**Problems to work on:**
1 – In the passage on anti-EGFR therapy with chemotherapy, how many patients were enrolled in the Phase II trial by Zhao et al?
2 – Translate this sentence from the passage on anti-EGFR therapy with chemotherapy into Spanish: "Most AEs in this study were well tolerated and manageable, and primarily attributed to chemotherapy."

Recently, this hypothesis has been tested in a Phase II clinical trial by Zhao et al17 that enrolled 35 RM-NPC patients. However, the small patient sample received an FP regimen as chemotherapy, which is not the gold-standard first-line therapy. Moreover, the median PFS, ORR, and median OS were 7 months, 71.4%, and 16.3 months, respectively when nimotuzumab was added to FP. This comparable survival and tumor response with gemcitabine plus cisplatin suggest that anti-EGFR therapy might increase the efficacy of chemotherapy and delay disease progression.

Several prognostic factors were separately identified for the PFS and OS in our study. As an important prognostic factor for NPC,18 baseline EBV-DNA was positively correlated with the PFS and OS risk in RM-NPC. In particular, there was a substantial increase in the overall survival risk as the level of EBV DNA increased. Age ≥44y and KPS ≤ 80 were risk factors for OS. Age represents a common influencing factor on the survival outcomes of a variety of metastatic cancers, including metastatic NPC.19 This may be attributed to a poor treatment tolerance among elderly patients or limited performance. The poor OS of patients who did not receive non-cisplatin chemotherapy might be related to the fact that patients with renal damage are more likely to select carboplatin. Similarly, patients who experience serious gastrointestinal side effects have an increased tendency to select nedaplatin.

Most AEs in this study were well tolerated and manageable, and primarily attributed to chemotherapy. The proportion of grade 3–4 leukopenia and any grade of vomiting were both lower than that described by Zhao et al,17 which may be related to the recent use of PEG-rhG-CSF and more standardized antiemetic therapy. Mild fever and rash were reported, which was related to the drug properties associated with mAbs.20

The limitations of our study are related to its retrospective nature, which may bias the results. In an attempt to overcome this deficiency, we performed a multivariate analysis to any reduce confounding effects. Second, we lacked EGFR expression information, associated with various technical issues related to the tissue samples and challenges in conducting vigorous inter-laboratory quality control of EGFR expression. Third, treatment information and adverse events were retrospectively collected from clinical medical records. Due to these issues, this study did not aim to determine the optimal drug dosage, and adverse events might also be underreported. Fourth, the short follow-up period of this study led to the instability of the median OS. Finally, this study did not assess the efficacy between anti-EGFR mAbs plus chemotherapy compared to chemotherapy alone. While this retrospective study did not aim to establish a new standard of care, the preliminary anti-tumor activity and safety data provides insight for future confirmatory prospective studies.

**Provided information:**
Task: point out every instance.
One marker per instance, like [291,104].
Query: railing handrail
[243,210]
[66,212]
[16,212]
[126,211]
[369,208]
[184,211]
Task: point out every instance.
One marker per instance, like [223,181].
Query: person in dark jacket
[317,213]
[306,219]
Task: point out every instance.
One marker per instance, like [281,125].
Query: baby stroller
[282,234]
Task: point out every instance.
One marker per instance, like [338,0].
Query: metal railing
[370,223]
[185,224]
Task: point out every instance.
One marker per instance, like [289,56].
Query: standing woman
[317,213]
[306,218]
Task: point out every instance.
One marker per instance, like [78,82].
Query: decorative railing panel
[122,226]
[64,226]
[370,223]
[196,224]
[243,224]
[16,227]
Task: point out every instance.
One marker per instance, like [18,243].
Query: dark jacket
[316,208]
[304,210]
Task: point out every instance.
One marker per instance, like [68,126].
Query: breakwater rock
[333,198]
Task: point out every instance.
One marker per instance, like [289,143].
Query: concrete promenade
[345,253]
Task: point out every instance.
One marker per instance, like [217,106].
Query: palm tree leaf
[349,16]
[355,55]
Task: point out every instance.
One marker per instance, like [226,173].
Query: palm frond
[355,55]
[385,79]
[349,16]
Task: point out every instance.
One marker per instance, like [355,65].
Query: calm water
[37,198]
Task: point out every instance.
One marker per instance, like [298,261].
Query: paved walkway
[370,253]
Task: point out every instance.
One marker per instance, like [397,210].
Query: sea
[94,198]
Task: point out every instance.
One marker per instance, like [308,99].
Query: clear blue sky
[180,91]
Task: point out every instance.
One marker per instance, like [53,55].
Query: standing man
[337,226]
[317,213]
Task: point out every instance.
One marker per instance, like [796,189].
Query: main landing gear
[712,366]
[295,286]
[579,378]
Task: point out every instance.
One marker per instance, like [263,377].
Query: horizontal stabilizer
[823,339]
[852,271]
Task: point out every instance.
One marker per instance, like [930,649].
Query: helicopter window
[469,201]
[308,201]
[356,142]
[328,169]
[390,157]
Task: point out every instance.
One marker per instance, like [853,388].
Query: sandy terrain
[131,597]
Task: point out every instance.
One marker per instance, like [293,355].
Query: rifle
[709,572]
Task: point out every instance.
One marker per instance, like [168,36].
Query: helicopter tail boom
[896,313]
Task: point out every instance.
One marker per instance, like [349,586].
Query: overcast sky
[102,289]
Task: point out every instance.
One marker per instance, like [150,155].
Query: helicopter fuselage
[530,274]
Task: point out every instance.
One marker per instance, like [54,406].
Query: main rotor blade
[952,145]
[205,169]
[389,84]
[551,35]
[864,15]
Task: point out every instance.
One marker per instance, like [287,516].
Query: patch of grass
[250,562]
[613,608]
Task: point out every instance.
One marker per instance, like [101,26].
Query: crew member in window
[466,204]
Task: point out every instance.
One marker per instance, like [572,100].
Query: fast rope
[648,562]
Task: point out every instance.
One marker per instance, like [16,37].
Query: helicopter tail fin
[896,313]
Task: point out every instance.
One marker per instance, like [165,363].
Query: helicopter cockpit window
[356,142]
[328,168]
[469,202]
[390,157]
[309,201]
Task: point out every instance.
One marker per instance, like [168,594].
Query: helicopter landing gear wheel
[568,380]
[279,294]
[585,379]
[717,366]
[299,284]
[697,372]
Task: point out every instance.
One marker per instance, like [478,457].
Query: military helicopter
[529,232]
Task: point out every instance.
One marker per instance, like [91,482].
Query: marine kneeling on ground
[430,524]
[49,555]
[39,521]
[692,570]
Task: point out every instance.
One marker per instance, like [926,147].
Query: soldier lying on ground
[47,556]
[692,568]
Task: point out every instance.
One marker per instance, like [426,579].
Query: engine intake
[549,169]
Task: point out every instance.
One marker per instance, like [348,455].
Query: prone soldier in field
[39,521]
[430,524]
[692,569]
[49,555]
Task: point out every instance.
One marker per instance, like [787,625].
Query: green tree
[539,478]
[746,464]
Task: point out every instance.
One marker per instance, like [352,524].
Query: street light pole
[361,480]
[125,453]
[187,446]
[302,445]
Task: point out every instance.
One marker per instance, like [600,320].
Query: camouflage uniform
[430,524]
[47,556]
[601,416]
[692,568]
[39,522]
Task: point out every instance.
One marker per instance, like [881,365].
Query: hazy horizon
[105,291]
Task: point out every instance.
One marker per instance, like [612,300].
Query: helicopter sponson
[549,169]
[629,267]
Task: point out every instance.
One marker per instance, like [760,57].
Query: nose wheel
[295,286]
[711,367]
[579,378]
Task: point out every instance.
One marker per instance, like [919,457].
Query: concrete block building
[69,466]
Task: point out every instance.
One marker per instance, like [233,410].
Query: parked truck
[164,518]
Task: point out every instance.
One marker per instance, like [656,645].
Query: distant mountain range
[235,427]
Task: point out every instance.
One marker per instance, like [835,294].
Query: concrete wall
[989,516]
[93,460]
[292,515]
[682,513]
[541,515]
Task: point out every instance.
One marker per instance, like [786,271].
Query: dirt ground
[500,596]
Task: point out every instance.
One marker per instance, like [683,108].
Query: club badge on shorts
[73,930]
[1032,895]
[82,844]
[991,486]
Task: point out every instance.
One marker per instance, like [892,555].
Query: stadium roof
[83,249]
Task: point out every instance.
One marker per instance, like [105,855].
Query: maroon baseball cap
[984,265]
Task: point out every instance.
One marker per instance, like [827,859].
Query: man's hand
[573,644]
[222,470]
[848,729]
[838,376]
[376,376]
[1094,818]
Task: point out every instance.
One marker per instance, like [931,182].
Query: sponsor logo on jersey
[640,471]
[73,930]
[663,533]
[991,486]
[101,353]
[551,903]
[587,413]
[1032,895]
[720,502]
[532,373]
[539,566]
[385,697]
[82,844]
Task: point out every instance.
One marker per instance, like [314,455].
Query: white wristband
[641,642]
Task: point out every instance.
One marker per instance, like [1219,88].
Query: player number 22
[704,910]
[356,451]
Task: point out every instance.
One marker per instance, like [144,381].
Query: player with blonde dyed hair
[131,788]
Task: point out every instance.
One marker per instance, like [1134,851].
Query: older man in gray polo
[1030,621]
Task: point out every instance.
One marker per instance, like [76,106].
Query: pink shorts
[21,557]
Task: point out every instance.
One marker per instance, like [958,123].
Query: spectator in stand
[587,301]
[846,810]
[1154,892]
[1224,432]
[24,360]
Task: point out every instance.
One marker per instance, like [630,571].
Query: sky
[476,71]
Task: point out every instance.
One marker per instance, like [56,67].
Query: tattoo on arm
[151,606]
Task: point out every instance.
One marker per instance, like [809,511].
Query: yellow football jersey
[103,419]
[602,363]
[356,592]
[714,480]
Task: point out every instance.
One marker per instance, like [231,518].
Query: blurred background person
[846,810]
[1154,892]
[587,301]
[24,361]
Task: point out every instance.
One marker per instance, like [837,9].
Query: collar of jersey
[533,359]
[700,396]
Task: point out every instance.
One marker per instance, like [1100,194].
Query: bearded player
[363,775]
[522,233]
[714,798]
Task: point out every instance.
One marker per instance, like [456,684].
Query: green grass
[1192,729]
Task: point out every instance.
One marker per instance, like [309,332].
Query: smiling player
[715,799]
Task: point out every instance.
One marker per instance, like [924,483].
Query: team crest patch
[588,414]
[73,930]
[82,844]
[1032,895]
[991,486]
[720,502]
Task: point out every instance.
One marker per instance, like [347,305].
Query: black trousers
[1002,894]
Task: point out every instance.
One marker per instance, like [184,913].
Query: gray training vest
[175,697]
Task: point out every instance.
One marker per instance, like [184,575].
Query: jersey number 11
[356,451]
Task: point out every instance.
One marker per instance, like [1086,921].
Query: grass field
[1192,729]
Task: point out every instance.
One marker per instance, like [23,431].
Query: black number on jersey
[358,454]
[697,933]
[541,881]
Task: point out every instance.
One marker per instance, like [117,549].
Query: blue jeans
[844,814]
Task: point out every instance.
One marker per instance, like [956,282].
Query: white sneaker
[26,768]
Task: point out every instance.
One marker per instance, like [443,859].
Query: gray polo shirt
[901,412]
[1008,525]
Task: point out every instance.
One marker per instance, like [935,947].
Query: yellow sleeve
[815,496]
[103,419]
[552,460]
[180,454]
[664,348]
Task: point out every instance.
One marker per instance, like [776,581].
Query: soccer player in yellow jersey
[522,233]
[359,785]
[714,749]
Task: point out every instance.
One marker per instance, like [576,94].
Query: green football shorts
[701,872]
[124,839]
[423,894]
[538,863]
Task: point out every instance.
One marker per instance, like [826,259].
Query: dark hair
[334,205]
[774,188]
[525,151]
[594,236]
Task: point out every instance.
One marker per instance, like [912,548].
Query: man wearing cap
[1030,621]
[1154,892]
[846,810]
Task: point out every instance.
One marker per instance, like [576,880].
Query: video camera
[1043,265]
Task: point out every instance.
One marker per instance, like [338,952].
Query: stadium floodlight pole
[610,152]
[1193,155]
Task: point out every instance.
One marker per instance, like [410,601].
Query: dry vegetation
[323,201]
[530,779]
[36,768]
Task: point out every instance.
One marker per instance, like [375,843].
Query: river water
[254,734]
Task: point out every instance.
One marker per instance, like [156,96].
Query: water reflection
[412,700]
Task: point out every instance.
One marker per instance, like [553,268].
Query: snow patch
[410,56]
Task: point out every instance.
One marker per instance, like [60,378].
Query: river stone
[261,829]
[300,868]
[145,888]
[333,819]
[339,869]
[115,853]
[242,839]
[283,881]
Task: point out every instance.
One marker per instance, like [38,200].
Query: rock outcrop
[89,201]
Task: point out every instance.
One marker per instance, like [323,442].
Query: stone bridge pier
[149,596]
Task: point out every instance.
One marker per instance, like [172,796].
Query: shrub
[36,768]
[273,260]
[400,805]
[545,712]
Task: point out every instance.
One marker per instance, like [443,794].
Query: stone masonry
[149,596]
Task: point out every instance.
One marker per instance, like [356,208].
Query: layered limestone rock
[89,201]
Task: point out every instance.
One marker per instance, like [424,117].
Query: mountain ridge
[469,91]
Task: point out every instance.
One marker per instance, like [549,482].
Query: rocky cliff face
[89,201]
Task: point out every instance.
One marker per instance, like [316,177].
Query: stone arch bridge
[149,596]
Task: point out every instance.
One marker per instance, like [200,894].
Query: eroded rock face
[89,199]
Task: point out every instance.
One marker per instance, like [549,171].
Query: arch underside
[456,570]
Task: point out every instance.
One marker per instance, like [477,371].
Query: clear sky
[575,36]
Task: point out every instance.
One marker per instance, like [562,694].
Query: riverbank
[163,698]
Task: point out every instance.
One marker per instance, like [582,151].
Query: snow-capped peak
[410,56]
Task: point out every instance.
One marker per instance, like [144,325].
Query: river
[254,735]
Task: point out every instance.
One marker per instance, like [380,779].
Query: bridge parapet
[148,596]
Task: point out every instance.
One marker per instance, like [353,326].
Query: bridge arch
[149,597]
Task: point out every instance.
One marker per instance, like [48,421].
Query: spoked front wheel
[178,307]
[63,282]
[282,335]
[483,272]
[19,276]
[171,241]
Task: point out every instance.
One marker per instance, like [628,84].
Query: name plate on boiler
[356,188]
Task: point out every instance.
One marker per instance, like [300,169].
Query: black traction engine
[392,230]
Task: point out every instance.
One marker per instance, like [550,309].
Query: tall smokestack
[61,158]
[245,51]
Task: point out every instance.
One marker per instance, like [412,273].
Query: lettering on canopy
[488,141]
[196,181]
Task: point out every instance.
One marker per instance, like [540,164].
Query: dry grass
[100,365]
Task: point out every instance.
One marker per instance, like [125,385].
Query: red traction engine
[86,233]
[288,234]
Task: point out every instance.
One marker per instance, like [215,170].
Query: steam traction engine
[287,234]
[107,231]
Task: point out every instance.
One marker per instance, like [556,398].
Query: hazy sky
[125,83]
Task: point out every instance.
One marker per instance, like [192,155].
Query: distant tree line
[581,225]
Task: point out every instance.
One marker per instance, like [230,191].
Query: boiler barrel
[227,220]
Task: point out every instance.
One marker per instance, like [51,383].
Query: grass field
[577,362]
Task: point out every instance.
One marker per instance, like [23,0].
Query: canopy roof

**Solutions per task:**
1 – 35 RM-NPC patients.

2 – La mayoría de los EA de este estudio fueron bien tolerados y manejables, y se atribuyeron principalmente a la quimioterapia.